> _Document segment_

<<<<

# PLEASE? Pretty please????



## REO (Dec 21, 2012)

I beg this every year! I ADORE Christmas trees!!! I love plain ones, fancy ones, real ones, fake ones, big & small, I love ALL of them!

So please give me my annual Christmas tree fix and post yours! It means a Lot to me!!!

I'm working on photos of mine to post for you






.


----------



## atotton (Dec 21, 2012)

Here is my tree.


----------



## KanoasDestiny (Dec 21, 2012)

Here's ours...


----------



## jessj (Dec 21, 2012)

This is right after I put it up...i have added more onrnaments!


----------



## sfmini (Dec 21, 2012)

Kind of like the cobbler's kids, just picture a small live tree in a stand, nothing else and that it our tree. Beats last year, the tree got no further than the front porch.

Yes, we have a Christmas tree farm!


----------



## REO (Dec 21, 2012)

I bet it smells wonderful Jody!

Love your posted trees!!!!

MORE PLEASE!





*Here are our trees! (OH HOW I MISS REAL ONES!)*

*I always (it's the LAW!) put silver tinsel all over my trees! But this year we have young kittehs! I don't want them to eat it and be hurt. I also wasn't able to put my expensive ornament collection on either. (young kittehs!) *

*We have not put up the big tree in 2 years so here it is. Looks so plain this year LOL.*











*Here is the smaller one. It has tinsel. It also has the gifts from my secret Santas! And a few from friends! *






.


----------



## sfmini (Dec 21, 2012)

>>>>

> _Requirements_
Reproduce the whole forum thread about Christmas trees above, word for word.

> _Provided material_
<<<<

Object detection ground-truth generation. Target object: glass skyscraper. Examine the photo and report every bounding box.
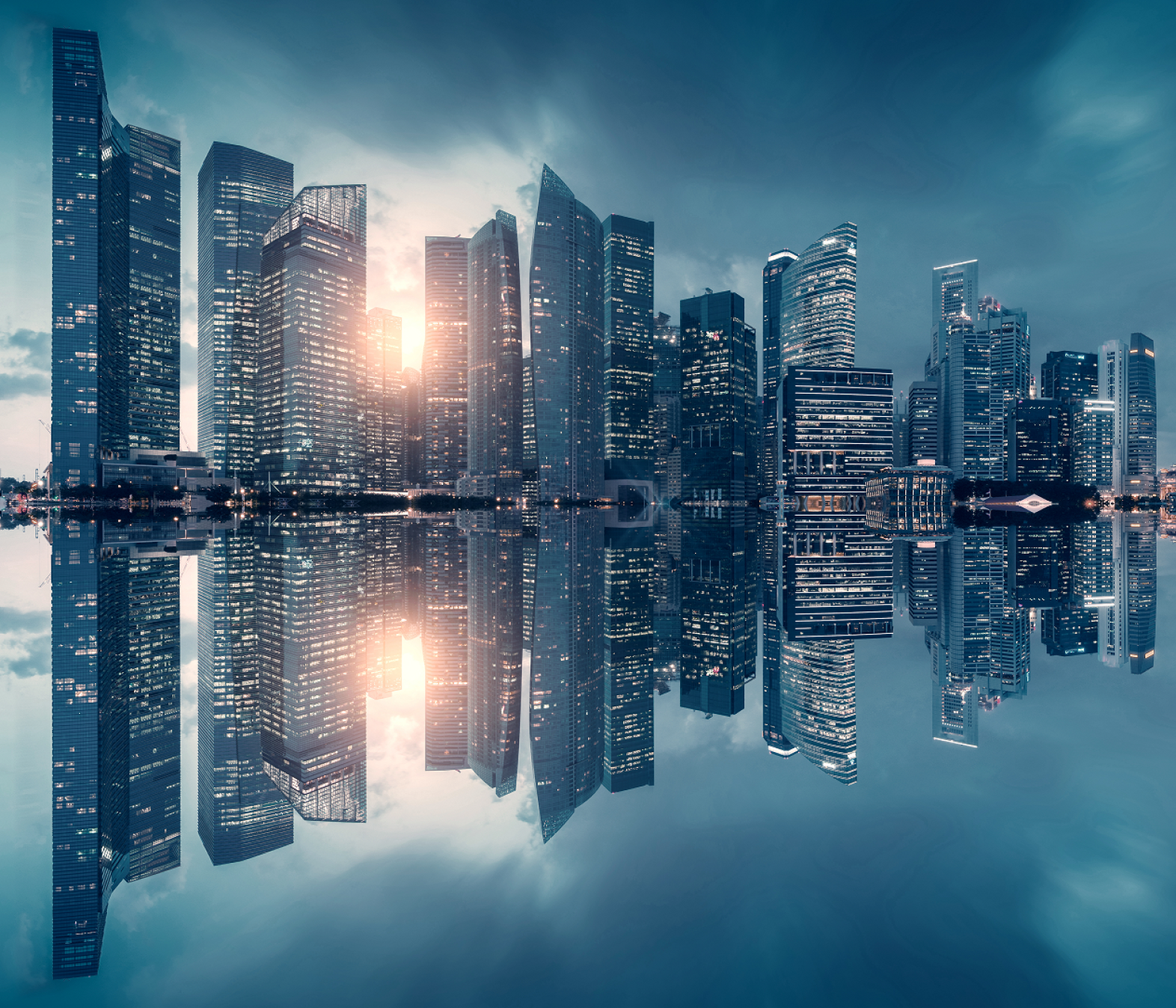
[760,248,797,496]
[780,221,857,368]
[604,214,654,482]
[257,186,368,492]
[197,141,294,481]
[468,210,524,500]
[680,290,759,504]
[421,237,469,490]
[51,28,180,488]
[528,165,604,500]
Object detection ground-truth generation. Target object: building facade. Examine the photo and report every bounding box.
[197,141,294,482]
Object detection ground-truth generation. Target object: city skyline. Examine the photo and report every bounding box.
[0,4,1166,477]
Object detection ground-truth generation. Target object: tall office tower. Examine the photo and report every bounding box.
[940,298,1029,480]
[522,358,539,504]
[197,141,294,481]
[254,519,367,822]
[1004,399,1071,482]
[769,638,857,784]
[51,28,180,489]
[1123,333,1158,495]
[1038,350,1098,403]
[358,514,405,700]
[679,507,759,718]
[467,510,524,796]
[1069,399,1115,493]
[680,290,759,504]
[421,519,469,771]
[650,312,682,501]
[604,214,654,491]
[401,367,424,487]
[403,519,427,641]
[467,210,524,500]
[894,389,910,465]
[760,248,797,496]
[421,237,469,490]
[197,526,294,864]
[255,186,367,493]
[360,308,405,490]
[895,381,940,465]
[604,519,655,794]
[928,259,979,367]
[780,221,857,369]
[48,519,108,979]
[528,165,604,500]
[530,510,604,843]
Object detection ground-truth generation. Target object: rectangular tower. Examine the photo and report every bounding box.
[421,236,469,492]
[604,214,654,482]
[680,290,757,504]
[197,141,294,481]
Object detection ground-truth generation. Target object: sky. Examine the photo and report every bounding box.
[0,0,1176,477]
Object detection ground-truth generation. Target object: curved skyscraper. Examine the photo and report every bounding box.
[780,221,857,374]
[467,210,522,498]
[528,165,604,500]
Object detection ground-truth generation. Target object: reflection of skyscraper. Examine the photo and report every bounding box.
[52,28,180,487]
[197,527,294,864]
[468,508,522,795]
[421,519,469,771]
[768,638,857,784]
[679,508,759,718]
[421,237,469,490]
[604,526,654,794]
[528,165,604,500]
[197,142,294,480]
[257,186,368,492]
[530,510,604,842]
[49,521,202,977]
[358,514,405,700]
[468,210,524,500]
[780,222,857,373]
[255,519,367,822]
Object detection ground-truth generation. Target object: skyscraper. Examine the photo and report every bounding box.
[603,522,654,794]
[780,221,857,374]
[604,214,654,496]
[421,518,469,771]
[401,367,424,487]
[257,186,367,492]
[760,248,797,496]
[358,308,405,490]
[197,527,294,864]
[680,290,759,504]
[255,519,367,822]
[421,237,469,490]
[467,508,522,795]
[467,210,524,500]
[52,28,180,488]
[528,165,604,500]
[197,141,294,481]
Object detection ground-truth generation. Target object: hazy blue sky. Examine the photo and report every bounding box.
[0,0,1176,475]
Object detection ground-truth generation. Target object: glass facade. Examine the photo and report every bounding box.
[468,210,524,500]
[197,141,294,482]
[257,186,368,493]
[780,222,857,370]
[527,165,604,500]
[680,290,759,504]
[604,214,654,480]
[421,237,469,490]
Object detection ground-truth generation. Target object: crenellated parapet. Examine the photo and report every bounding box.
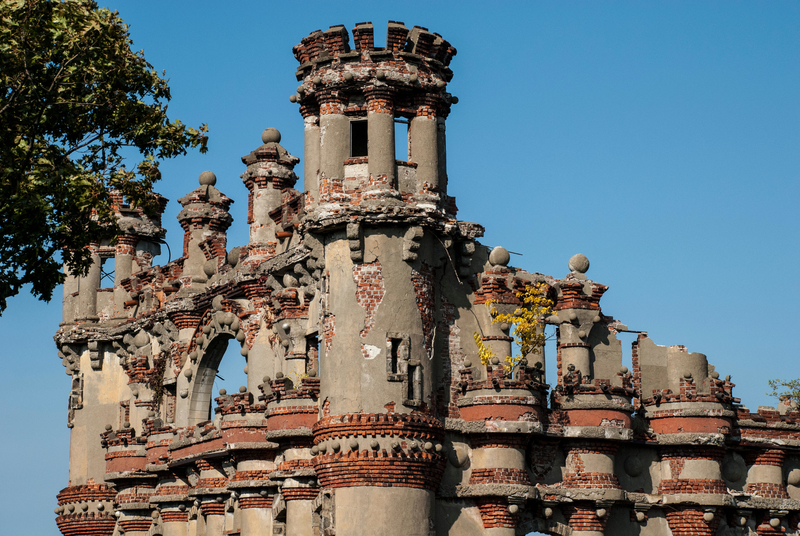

>>>>

> _Expected output_
# PLEASE? Pretty please????



## REO (Dec 21, 2012)

I beg this every year! I ADORE Christmas trees!!! I love plain ones, fancy ones, real ones, fake ones, big & small, I love ALL of them!

So please give me my annual Christmas tree fix and post yours! It means a Lot to me!!!

I'm working on photos of mine to post for you






.


----------



## atotton (Dec 21, 2012)

Here is my tree.


----------



## KanoasDestiny (Dec 21, 2012)

Here's ours...


----------



## jessj (Dec 21, 2012)

This is right after I put it up...i have added more onrnaments!


----------



## sfmini (Dec 21, 2012)

Kind of like the cobbler's kids, just picture a small live tree in a stand, nothing else and that it our tree. Beats last year, the tree got no further than the front porch.

Yes, we have a Christmas tree farm!


----------



## REO (Dec 21, 2012)

I bet it smells wonderful Jody!

Love your posted trees!!!!

MORE PLEASE!





*Here are our trees! (OH HOW I MISS REAL ONES!)*

*I always (it's the LAW!) put silver tinsel all over my trees! But this year we have young kittehs! I don't want them to eat it and be hurt. I also wasn't able to put my expensive ornament collection on either. (young kittehs!) *

*We have not put up the big tree in 2 years so here it is. Looks so plain this year LOL.*











*Here is the smaller one. It has tinsel. It also has the gifts from my secret Santas! And a few from friends! *






.


----------



## sfmini (Dec 21, 2012)